■ THE PROBLEM: Report every line of the records that contains the string "leaf", copying each line in full. Case counts.

■ EXTRACTED RECORDS:
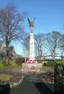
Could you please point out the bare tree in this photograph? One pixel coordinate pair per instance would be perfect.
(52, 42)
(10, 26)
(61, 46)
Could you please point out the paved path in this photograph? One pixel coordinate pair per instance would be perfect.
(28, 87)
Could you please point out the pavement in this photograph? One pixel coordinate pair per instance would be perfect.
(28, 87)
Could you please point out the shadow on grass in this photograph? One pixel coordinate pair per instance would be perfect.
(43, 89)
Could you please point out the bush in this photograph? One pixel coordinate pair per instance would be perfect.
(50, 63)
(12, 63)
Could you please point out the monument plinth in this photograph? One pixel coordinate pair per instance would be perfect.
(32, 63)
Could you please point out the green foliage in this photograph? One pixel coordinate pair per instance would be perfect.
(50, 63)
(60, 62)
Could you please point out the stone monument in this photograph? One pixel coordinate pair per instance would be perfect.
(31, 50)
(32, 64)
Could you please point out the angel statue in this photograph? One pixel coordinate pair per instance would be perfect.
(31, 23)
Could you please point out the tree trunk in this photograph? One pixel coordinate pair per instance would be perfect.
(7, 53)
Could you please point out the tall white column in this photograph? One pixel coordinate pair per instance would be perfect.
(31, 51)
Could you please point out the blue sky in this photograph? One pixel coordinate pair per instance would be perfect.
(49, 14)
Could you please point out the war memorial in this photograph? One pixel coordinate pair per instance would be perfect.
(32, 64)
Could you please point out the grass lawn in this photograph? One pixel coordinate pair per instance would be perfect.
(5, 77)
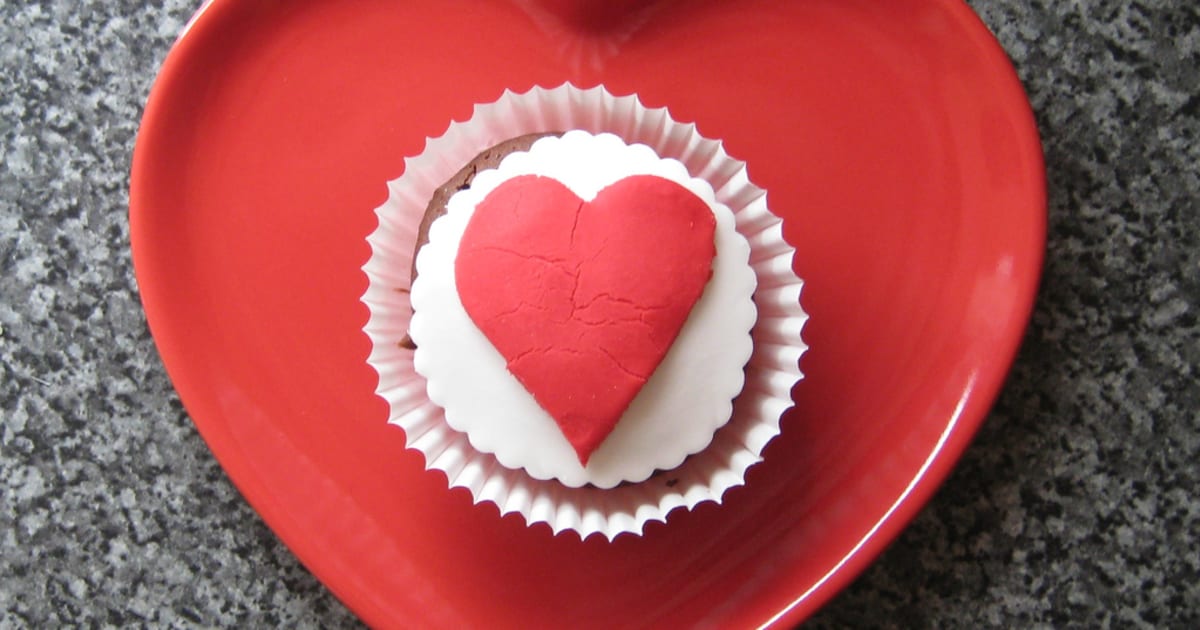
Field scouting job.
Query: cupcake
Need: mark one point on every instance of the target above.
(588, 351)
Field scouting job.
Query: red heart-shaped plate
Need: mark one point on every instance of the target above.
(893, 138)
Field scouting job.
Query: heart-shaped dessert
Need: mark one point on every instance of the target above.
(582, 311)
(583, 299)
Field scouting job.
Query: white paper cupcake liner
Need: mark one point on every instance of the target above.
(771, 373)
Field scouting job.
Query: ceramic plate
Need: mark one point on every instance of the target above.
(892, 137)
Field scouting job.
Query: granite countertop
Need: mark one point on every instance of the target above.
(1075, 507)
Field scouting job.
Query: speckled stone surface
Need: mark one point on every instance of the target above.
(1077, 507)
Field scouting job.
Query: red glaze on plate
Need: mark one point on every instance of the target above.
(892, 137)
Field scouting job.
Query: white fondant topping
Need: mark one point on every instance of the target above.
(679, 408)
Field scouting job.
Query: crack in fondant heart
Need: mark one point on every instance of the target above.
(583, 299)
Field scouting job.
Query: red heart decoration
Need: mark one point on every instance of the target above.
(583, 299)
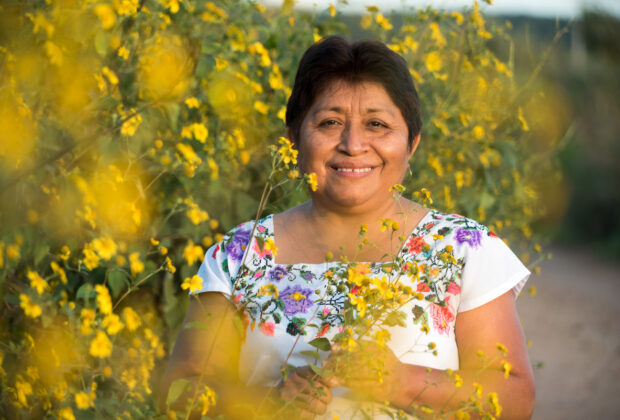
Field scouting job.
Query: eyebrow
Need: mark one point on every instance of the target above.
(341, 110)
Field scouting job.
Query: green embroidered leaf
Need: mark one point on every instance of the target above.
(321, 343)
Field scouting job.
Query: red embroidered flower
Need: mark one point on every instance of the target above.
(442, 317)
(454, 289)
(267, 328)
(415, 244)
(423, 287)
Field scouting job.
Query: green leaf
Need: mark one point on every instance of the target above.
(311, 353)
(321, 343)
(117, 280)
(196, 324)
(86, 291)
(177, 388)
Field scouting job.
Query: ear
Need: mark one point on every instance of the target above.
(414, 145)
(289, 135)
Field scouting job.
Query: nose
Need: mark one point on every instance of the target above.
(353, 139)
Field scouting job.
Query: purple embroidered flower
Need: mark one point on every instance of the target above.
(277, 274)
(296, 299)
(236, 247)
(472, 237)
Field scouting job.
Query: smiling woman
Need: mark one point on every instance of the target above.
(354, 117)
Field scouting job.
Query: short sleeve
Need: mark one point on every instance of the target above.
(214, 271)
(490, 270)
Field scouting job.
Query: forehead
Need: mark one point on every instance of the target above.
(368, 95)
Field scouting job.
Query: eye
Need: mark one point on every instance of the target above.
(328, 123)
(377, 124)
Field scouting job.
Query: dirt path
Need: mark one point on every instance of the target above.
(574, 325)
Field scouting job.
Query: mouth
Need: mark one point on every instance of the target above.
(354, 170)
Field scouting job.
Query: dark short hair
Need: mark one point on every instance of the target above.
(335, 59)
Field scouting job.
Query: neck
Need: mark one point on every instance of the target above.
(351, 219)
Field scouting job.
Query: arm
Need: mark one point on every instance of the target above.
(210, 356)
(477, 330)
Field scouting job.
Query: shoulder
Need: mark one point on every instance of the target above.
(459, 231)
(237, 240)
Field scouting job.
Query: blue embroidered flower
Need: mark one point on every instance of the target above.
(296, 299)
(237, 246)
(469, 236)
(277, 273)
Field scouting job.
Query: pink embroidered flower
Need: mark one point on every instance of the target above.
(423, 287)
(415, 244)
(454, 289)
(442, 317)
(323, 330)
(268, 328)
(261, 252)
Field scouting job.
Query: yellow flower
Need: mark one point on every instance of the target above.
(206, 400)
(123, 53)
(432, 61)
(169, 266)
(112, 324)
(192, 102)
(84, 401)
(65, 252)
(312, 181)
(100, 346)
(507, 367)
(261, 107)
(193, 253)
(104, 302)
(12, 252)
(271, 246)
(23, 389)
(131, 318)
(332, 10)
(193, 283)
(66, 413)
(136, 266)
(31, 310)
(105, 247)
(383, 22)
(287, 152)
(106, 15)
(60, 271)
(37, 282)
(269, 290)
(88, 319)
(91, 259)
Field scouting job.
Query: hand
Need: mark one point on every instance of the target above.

■ REPLY:
Query: green embroidered leaf
Query: green leaf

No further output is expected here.